After locating the line that contains "Locate every instance of the gravel ground", quote it and all lines after it through the end of the entries, and nothing more. Pictures stay out.
····················
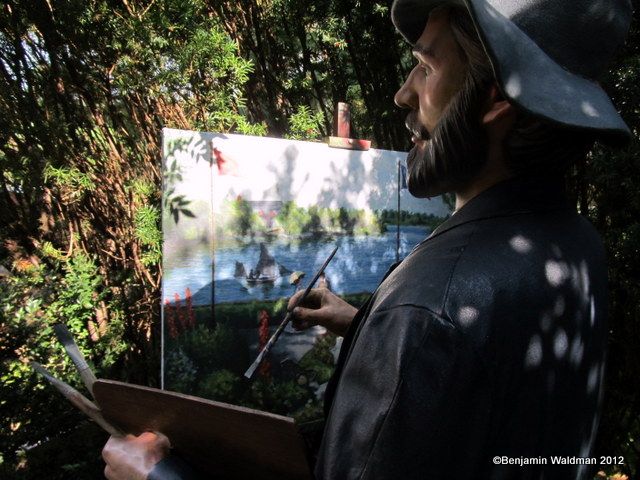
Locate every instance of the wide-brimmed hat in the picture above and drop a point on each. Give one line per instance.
(546, 54)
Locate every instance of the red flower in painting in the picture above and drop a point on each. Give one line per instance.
(191, 318)
(170, 318)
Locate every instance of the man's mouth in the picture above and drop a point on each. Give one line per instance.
(419, 135)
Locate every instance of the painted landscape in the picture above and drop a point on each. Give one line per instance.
(246, 222)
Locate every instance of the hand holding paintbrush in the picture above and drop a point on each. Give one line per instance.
(250, 371)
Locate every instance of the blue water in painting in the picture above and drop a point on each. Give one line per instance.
(359, 265)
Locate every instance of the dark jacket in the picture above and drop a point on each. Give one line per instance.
(487, 341)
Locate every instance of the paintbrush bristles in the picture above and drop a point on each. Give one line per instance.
(65, 337)
(77, 399)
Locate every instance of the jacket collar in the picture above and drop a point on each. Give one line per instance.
(523, 194)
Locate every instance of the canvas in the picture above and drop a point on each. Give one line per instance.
(246, 222)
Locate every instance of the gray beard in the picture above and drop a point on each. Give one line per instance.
(456, 151)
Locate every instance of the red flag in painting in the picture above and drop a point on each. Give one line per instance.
(226, 165)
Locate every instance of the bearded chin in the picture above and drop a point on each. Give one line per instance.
(456, 151)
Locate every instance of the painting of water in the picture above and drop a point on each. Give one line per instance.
(246, 221)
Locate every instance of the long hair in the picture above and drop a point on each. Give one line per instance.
(457, 149)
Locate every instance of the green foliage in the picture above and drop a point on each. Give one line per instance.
(221, 385)
(32, 301)
(294, 220)
(305, 124)
(147, 231)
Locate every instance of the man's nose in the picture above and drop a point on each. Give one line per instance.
(405, 97)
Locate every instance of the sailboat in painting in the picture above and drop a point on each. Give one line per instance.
(267, 270)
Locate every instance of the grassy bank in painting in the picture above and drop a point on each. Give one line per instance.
(208, 357)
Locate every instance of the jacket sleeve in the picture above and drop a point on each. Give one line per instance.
(412, 398)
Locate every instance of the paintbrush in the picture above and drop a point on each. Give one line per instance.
(250, 371)
(78, 400)
(65, 338)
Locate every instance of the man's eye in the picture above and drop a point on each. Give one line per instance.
(425, 69)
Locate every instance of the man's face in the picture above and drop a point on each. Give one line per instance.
(435, 79)
(429, 91)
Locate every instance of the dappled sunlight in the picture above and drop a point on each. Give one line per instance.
(467, 315)
(556, 272)
(533, 357)
(520, 244)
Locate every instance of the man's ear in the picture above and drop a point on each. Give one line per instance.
(499, 113)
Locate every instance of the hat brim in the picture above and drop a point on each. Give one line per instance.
(526, 74)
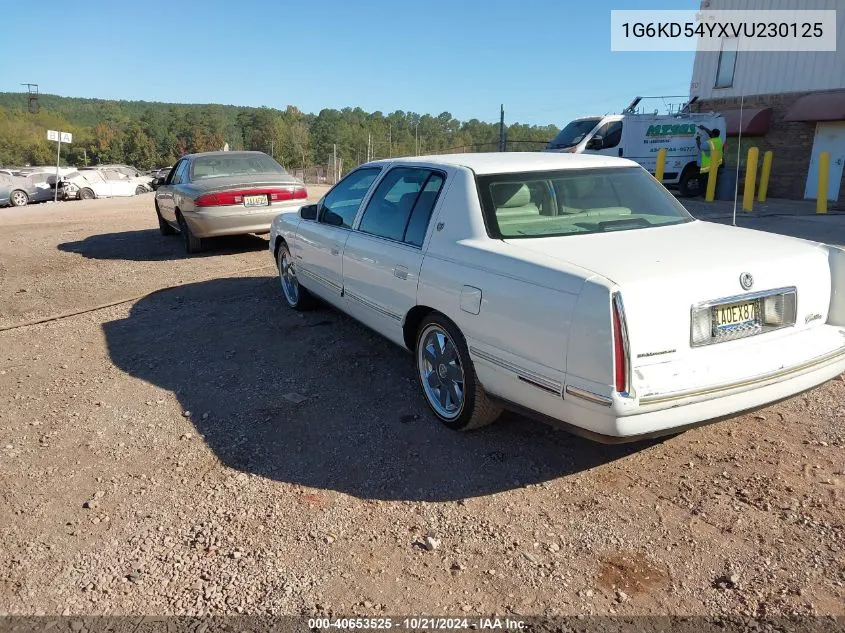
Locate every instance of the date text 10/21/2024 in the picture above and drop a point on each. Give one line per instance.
(417, 623)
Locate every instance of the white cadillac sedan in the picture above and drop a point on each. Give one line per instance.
(572, 288)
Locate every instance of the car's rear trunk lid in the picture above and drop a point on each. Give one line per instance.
(663, 272)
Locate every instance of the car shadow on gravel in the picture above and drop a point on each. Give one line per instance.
(321, 401)
(148, 245)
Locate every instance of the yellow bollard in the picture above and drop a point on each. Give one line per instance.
(764, 176)
(661, 164)
(821, 196)
(715, 159)
(750, 179)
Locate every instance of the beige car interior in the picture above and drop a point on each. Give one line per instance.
(523, 205)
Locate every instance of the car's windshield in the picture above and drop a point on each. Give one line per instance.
(218, 166)
(573, 133)
(575, 202)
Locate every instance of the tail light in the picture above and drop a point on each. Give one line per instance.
(229, 198)
(620, 347)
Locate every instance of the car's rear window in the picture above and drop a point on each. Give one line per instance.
(234, 165)
(575, 202)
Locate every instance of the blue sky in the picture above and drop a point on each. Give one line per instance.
(548, 61)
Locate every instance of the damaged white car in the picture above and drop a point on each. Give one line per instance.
(102, 183)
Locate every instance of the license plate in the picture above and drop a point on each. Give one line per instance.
(736, 314)
(256, 201)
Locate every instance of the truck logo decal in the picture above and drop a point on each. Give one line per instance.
(678, 129)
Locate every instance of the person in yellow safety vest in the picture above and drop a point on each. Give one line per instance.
(706, 148)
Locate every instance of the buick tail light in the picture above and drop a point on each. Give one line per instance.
(620, 347)
(231, 198)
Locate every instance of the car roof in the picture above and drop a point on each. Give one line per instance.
(223, 153)
(504, 162)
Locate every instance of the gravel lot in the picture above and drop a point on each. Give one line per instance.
(202, 449)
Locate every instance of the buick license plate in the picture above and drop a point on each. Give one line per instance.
(256, 201)
(736, 315)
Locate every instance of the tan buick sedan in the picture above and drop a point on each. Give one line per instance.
(224, 193)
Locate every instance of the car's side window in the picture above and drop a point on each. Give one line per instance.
(343, 200)
(421, 213)
(611, 134)
(401, 205)
(179, 173)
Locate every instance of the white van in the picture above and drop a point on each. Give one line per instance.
(640, 136)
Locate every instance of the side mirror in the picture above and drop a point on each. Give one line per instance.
(331, 218)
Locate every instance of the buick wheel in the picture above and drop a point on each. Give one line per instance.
(447, 376)
(163, 227)
(18, 198)
(295, 295)
(193, 244)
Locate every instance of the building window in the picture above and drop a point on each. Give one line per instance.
(727, 64)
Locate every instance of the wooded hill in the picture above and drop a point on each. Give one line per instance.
(150, 134)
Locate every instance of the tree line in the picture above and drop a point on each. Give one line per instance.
(150, 135)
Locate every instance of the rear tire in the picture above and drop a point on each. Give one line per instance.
(295, 295)
(447, 376)
(163, 227)
(690, 183)
(193, 244)
(18, 198)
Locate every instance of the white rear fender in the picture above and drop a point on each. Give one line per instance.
(589, 359)
(836, 312)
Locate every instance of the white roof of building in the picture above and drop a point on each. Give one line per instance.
(504, 162)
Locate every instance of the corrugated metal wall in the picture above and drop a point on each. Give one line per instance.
(772, 73)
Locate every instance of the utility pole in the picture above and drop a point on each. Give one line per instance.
(502, 128)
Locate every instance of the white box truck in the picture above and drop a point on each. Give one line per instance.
(639, 137)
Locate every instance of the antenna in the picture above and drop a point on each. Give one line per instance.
(738, 153)
(630, 108)
(32, 91)
(687, 105)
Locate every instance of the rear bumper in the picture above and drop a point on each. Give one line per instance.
(230, 221)
(675, 412)
(594, 411)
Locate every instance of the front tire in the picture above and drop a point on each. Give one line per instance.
(193, 244)
(295, 295)
(447, 376)
(18, 198)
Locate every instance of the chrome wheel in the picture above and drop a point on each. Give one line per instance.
(19, 198)
(441, 373)
(287, 276)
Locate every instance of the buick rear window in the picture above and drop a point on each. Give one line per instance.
(575, 202)
(234, 165)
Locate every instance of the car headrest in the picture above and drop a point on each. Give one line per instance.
(509, 194)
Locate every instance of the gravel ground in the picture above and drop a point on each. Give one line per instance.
(203, 450)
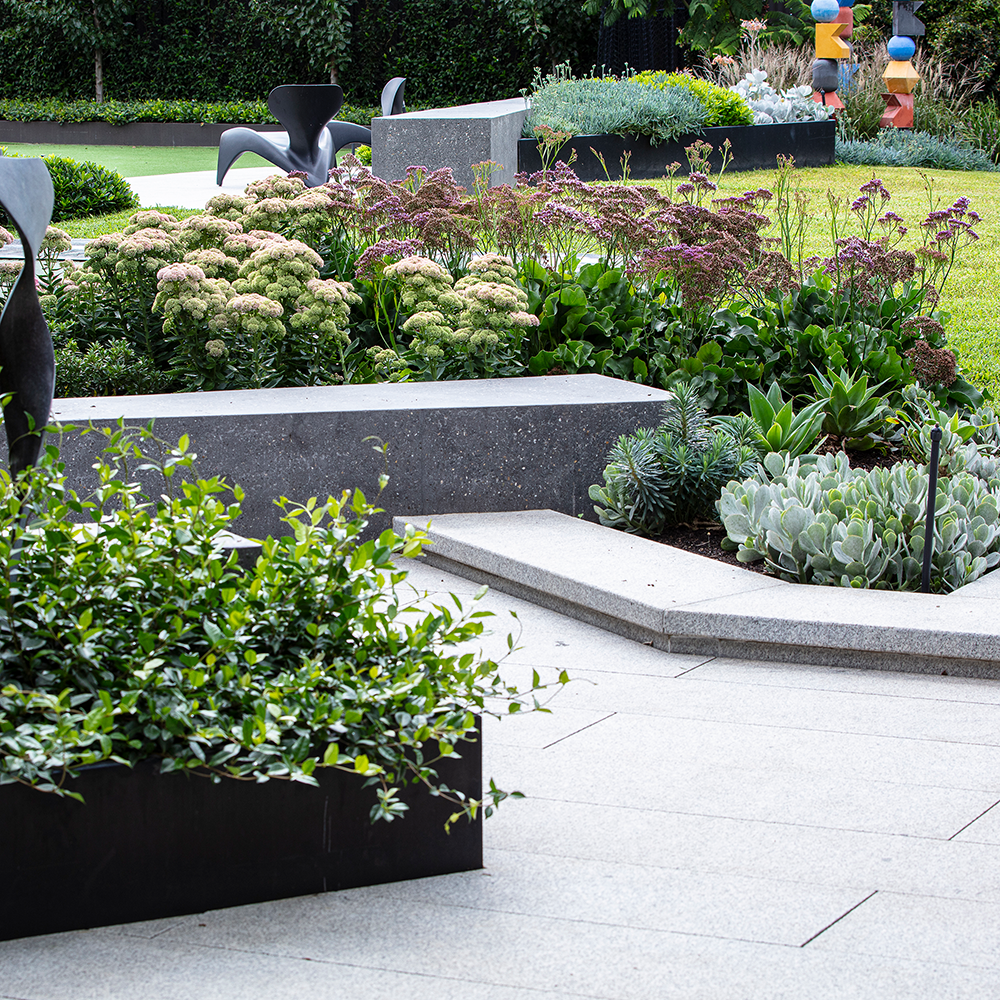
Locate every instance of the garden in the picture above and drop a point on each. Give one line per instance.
(813, 327)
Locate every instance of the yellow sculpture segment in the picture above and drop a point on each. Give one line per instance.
(900, 77)
(829, 44)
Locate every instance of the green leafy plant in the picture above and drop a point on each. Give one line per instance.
(128, 635)
(853, 412)
(777, 427)
(87, 189)
(670, 475)
(595, 106)
(724, 106)
(110, 369)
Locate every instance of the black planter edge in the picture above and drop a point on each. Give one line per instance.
(149, 846)
(753, 147)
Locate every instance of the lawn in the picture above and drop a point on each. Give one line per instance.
(138, 161)
(971, 295)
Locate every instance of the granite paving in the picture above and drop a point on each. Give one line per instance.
(694, 827)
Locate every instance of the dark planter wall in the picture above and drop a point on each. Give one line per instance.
(753, 147)
(147, 845)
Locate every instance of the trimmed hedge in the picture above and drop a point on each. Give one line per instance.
(449, 52)
(53, 109)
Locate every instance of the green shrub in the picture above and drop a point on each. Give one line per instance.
(826, 523)
(724, 106)
(594, 106)
(109, 369)
(87, 189)
(153, 644)
(901, 148)
(658, 478)
(54, 109)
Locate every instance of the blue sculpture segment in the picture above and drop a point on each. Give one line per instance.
(27, 363)
(310, 141)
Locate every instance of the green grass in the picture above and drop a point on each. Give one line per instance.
(138, 161)
(971, 295)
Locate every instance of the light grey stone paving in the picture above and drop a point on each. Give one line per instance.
····················
Solution to this exercise:
Locate every instance of the gravel ground in the picture above and drop a point on each. Give one line per instance.
(203, 450)
Locate every instance of the garden in the picture above and drop a point on each. Give one line per instance.
(813, 327)
Locate every instance of the yellow sculpture segment in the picture above and drop a point on each. Give one line per instance.
(900, 77)
(829, 44)
Locate every instance of the green leafy plant in the picture above and drop a point on each. Give one line per instance.
(128, 635)
(853, 412)
(777, 427)
(87, 189)
(670, 475)
(595, 106)
(724, 106)
(110, 369)
Locate every instance of the black planter edge in the picture above and drop a point on each. Give one line per instance.
(149, 846)
(753, 147)
Locate every instance of the lawn in the picture above and drop a point on each. Give one line per instance.
(138, 161)
(971, 295)
Locate every instance of the granite paving in the picture above and drop a point on each. Give one line per instance.
(694, 827)
Locate every instance of the dark planter wall in the picture above and drop a point on each. Give one line per instance.
(753, 147)
(147, 845)
Locate every instance of the trimmed hedge in the picture above and drop a point on each. Give one line per instance.
(449, 52)
(53, 109)
Locate every instance of the green shrub in the picture above and drop a point on each. Give one line per instance.
(826, 523)
(724, 106)
(594, 106)
(109, 369)
(87, 189)
(153, 644)
(901, 148)
(658, 478)
(54, 109)
Locate every instance of the blue sculpture segment in the picture above and drop a point on each. Give one line per instance.
(27, 363)
(310, 141)
Locate every instance of the green grass in the picture above and drop a point on each. Give one line per instance.
(138, 161)
(971, 295)
Locate every instance of the light grey stone paving in the picture above and drop a point on each. Give one line per instance.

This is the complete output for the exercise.